Set problem
Turn every line of the listing below into a numbered list, skipping blank lines and leaving out the pictures.

^^^^^^^^^^^^^^^^

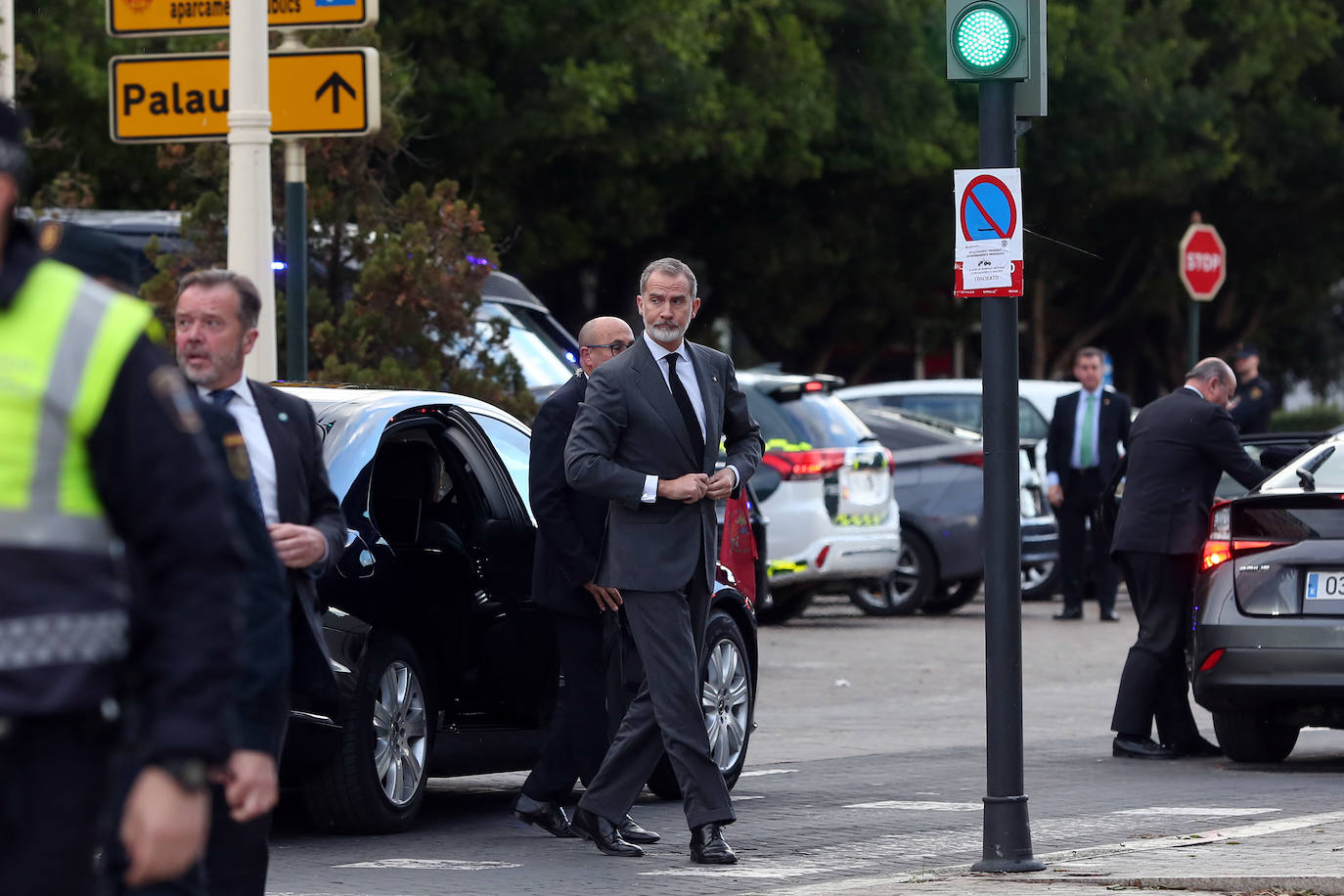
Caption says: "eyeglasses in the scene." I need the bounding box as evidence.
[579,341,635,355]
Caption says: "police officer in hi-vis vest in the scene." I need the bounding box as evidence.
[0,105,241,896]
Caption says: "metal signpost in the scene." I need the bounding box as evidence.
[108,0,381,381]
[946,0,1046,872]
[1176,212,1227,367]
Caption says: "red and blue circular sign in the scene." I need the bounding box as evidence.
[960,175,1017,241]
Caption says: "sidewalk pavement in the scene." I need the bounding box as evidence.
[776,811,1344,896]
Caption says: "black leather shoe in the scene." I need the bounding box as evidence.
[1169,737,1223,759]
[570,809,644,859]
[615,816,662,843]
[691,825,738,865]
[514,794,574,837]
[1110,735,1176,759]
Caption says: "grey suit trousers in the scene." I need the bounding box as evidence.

^^^^^^^^^^^^^^^^

Result of the exercise
1. Caption says: "eyeglasses in the scene." I need the bounding box as evidence.
2. [579,341,635,355]
3. Caption says: "police officer in hi-vis vest in the scene." I need the bounding box as evidence.
4. [0,105,241,896]
5. Caption says: "metal signpost in the scene." I need the bounding box as evidence.
6. [108,0,381,381]
7. [946,0,1046,872]
8. [1176,212,1227,367]
9. Caption says: "red and blue circular sign in the scene." I need the bounding box as evidence.
10. [960,175,1017,241]
11. Caption says: "sidewalk pavement in the scene." I need the bounding box as evidence.
12. [776,811,1344,896]
13. Caption says: "black leather shoe in the scene." I need the bounding box as evidence.
14. [1169,737,1223,759]
15. [570,809,644,859]
16. [615,816,662,843]
17. [691,825,738,865]
18. [514,794,574,837]
19. [1110,735,1176,759]
20. Caption says: "grey suit trousers in the scene." I need the bounding box as evidence.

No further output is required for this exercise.